- YOUR ASSIGNMENT
Lines where the string "form" appears are to be copied from the entries below.

- DATA IN THIS EXERCISE
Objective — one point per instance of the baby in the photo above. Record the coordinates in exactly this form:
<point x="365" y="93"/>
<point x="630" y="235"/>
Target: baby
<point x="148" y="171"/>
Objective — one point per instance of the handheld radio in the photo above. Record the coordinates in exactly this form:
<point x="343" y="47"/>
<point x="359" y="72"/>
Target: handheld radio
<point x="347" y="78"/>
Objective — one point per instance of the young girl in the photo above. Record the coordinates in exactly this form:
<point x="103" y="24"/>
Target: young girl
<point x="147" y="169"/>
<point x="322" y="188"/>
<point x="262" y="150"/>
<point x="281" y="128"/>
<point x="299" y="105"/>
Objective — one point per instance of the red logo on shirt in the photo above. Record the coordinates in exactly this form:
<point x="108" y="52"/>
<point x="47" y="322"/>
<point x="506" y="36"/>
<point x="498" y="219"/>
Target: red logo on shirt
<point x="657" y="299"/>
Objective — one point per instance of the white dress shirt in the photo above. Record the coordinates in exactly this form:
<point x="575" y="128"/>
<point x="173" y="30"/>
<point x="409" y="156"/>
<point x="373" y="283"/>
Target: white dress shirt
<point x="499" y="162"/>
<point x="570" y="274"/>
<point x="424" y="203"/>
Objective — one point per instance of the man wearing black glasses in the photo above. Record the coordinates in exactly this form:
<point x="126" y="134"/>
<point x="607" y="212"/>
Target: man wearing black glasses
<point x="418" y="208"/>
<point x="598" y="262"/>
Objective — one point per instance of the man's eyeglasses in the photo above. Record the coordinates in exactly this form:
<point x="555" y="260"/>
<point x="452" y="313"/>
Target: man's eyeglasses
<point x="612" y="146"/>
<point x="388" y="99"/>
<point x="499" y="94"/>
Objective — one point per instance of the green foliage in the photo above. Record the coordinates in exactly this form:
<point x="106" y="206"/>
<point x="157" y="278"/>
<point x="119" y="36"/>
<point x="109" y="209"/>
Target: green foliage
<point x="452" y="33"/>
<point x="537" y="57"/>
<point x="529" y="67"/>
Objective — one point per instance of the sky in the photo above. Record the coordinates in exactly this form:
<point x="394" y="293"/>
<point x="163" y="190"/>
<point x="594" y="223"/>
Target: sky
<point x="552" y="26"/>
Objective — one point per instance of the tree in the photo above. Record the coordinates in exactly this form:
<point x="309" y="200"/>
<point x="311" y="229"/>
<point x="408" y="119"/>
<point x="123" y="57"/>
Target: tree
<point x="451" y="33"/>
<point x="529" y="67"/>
...
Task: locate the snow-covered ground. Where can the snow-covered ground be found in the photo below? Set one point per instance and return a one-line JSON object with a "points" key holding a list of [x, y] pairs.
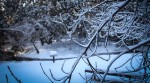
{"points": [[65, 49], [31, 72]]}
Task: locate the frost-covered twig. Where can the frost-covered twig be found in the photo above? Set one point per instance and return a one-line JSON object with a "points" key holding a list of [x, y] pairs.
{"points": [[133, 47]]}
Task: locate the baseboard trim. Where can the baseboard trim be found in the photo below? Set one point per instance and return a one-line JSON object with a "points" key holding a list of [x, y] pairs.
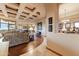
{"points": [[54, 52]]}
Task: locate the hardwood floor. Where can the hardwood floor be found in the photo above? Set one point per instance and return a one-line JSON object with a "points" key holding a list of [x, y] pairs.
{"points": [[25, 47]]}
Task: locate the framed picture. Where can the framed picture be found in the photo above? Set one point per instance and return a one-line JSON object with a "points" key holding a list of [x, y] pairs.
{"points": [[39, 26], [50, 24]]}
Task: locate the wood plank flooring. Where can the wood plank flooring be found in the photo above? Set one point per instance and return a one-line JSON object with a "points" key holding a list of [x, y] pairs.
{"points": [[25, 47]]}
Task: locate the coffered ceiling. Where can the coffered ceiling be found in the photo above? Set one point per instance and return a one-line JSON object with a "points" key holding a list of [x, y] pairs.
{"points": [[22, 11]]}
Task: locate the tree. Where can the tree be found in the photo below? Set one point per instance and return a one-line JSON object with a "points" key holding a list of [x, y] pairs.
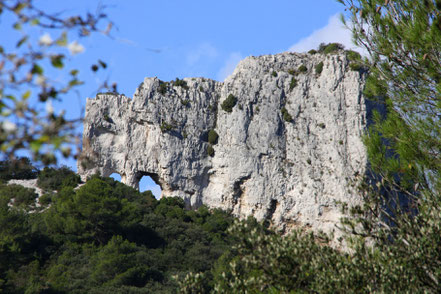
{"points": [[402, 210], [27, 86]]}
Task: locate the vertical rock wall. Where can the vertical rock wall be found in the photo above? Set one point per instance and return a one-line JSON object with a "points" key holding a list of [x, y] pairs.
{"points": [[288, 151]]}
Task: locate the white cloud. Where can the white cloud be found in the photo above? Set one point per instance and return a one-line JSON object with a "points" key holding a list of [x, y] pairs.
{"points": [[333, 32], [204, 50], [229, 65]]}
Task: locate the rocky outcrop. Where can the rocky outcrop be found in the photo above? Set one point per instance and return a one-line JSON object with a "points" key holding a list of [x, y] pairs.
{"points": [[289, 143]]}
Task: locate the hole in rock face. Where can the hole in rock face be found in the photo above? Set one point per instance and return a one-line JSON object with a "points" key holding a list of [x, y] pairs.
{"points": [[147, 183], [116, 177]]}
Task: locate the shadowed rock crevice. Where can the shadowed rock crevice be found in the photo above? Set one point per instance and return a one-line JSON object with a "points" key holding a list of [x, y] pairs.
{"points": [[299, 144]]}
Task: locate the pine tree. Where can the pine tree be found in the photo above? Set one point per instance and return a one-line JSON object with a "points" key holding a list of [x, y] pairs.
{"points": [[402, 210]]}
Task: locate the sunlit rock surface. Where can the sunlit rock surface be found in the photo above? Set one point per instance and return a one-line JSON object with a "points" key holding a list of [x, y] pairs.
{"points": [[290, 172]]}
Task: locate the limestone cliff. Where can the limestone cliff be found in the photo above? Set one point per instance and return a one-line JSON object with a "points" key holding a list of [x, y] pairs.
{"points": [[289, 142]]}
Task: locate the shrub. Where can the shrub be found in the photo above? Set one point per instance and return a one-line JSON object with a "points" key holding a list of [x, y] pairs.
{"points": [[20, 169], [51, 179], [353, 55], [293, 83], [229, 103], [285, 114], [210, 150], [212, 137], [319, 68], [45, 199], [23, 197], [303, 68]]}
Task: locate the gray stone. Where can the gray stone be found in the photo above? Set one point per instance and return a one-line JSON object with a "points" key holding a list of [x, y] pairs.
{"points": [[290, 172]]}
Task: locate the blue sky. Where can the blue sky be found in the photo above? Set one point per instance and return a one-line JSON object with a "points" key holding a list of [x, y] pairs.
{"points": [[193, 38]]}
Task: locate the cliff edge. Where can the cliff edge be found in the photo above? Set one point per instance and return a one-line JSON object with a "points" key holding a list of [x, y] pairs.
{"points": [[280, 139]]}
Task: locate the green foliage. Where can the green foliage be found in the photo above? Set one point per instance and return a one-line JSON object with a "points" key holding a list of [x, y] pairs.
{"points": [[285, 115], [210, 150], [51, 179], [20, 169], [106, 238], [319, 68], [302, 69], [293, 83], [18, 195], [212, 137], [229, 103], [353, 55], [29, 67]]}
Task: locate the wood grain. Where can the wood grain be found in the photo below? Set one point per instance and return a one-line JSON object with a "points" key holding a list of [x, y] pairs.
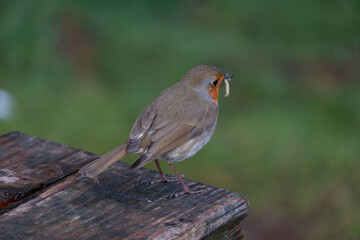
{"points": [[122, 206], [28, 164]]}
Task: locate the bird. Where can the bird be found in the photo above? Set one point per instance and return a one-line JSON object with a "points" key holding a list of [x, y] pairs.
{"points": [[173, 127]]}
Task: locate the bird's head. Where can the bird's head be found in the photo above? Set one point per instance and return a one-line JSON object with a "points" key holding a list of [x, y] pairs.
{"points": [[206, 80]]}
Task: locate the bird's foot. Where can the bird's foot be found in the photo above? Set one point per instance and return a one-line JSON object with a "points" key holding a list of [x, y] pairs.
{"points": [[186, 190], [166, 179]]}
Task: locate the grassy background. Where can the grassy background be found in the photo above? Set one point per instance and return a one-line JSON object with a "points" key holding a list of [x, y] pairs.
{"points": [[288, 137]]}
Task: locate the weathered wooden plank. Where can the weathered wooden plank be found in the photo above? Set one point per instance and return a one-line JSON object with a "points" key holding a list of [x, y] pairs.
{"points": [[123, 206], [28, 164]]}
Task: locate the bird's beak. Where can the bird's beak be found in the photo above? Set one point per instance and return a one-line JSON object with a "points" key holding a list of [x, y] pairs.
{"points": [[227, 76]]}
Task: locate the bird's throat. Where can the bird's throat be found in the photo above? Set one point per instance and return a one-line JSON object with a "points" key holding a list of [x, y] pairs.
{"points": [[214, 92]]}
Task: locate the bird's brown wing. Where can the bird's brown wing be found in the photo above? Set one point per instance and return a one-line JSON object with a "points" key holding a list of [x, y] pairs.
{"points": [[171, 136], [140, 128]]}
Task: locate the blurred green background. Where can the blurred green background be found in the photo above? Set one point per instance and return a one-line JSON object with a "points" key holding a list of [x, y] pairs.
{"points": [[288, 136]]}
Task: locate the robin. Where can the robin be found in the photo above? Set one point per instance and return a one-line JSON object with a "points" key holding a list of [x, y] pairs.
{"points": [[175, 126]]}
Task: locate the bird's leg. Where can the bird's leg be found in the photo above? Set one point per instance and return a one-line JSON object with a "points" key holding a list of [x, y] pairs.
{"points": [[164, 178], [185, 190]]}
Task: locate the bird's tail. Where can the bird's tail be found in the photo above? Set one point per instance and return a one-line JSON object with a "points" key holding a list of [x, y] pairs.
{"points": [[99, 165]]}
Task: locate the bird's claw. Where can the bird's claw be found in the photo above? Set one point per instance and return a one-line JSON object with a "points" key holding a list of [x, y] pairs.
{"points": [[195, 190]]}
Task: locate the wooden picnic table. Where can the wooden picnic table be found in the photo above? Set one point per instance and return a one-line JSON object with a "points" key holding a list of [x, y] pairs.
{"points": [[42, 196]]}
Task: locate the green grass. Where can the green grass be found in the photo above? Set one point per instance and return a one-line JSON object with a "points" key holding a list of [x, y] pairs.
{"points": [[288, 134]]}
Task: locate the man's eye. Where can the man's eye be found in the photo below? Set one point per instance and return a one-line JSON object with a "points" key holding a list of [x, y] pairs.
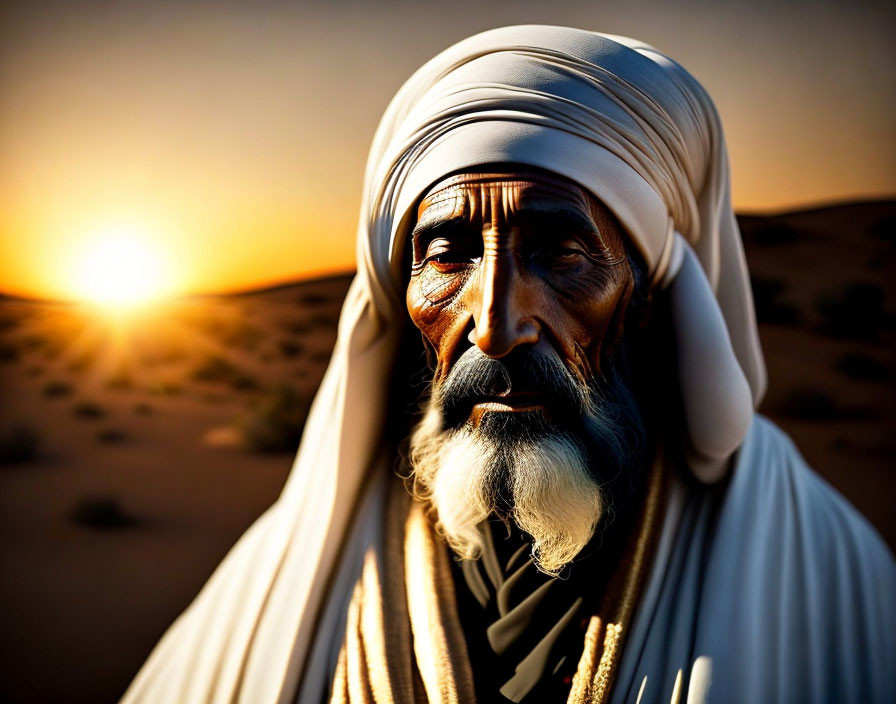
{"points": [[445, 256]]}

- RESPONSE AREA
Objective — one point per instance of the baby in the photo above. Record the coordinates in exactly this form:
Objective — one point per instance of the handheld radio in the photo above. Record the coordinates in exactly this form:
Objective — one point per instance of the young girl in the photo above. Record the coordinates in exactly this form:
Objective — one point per instance of the red logo on shirt in the photo above. Record the coordinates in exactly this form:
Objective — one point per instance of the white dress shirt in the photo above. Record the coordinates in exactly this form:
Objective — one point per instance of the man wearing black glasses in the photo above. Record the coordinates in exactly this form:
Objective — one point per instance of the man's eyeglasses in the photo above. Record the coordinates in exactly this form:
Objective — one point per instance of the green foliage in the photo above. Record the coordinates in exactly this form:
Objective — one point per instance of the sky in the photo above. Record the coordinates in exactly this form:
Objective — one point per instance of the tree in the photo above. Record the coordinates in exactly this form:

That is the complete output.